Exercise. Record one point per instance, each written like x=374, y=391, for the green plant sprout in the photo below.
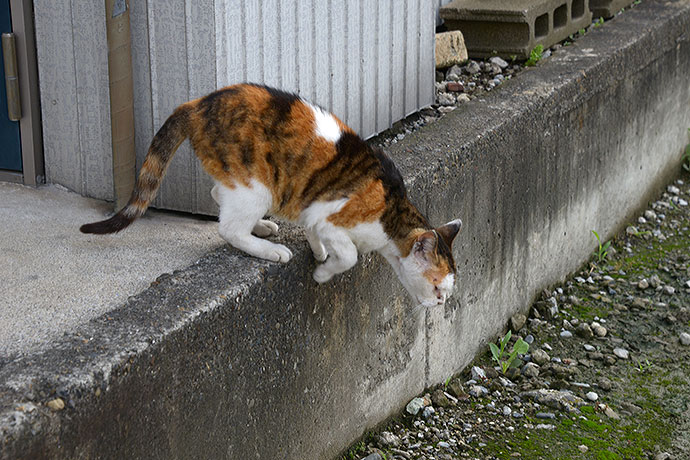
x=535, y=55
x=502, y=357
x=602, y=250
x=686, y=156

**Directions for this task:** In your copy, include no pictures; print every line above exactly.

**Solution for this exercise:**
Exercise. Record one point per instance, each written like x=374, y=391, for the green plant sprout in the photo below.
x=535, y=55
x=502, y=357
x=602, y=250
x=686, y=156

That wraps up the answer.